Comics and magazines were published telling the story of the Blessed. Lorenzo Perosi composed a Mass in honour of the Blessed as well as setting to music a cantata written by Fr De Luca. Silvio D’Amico, the famous theatre critic and historian, gave a memorable lecture in Rome in the Aula Magna of the Gregorian University in the presence of Princess Maria of Savoy, members of the diplomatic corps and other personalities, and concluded his long speech as follows: “Even a learned priest from Lombardy, who had known Mother Cabrini from close up since the end of the last century because he had been a catechist in her house in Milan, once saw her from a window crossing the courtyard, called his housekeeper to point out to her the worn nun with the big sweet eyes, and said to her: “Look well, she is a saint”. The priest’s name at the time was Don Achille Ratti; it was the Pontiff who beatified her”.

The Archbishop of Chicago, Cardinal George Mundelein, in a radio message broadcast on the same day of the beatification by the Vatican, said among other things: “She is the first of our people to receive the highest honour that the Church assigns to one of her children, counting him among the Blessed of Heaven. Many of us are immigrants or the children of immigrants, and it is fitting and encouraging for us that a foreigner, who has become a naturalised American citizen, should be the first to be raised to the honour of the altars, to become our national heroine and our universal patron saint”. And Saint Pius X, Blessed Cardinals Andrea Carlo Ferrari and Ildefonso Schuster, both archbishops of Milan, Pius Xii and many others were great admirers and devotees of Mother Cabrini.
A few months after the beatification – it was 1939 – a picture of Francesca Cabrini was exhibited and blessed on the steamer Rex. On that occasion Giuseppe Capra held a conference to underline the good that the new Blessed had done while alive and that she continued to do after her death. Among other things, he recounted a singular fact: “A poor Italian man was returning from visiting his sick wife in Cabrini’s Columbus hospital and, desolate because he was out of work, had decided to throw himself into the river. He was walking sadly with a gloomy purpose when he saw a Sister coming towards him, who, knowing the cause of his sadness, accompanied him to a given office, where he was offered a good job. While he was out of his mind because of the meeting and the job he had found, he wanted to thank the good Sister, but she had disappeared. He returns to the hospital happy, finds his wife improved and tells the story of the meeting. His wife shows him the picture of the Blessed Virgin, and our good man exclaims: That is the Sister I met.

============

WORK REQUIRED – Summarize the passage about Mother Cabrini's beatification in two sentences. The entries come from a separate source.

(Referring expression pointing data)
============

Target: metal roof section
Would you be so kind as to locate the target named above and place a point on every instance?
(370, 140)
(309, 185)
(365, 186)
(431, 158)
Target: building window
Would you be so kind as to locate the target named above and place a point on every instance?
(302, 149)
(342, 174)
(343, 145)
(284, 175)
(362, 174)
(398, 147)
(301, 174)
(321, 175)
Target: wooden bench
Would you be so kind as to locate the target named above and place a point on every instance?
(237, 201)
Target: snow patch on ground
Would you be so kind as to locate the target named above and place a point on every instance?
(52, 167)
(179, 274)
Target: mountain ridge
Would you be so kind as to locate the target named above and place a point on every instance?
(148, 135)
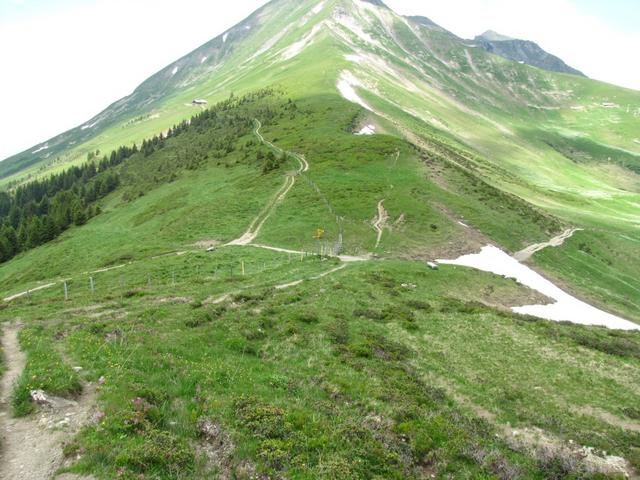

============

THE ANSWER – Comics and magazines told Mother Cabrini's story, Lorenzo Perosi composed a Mass in her honor, and Silvio D'Amico gave a lecture in Rome recalling that Don Achille Ratti, the Pontiff who later beatified her, had once pointed her out as a saint. Cardinal George Mundelein of Chicago praised her in a radio message as the first of his people to be beatified, and in 1939 her picture was exhibited and blessed on the steamer Rex, where Giuseppe Capra spoke of the good she had done in life and continued to do after her death.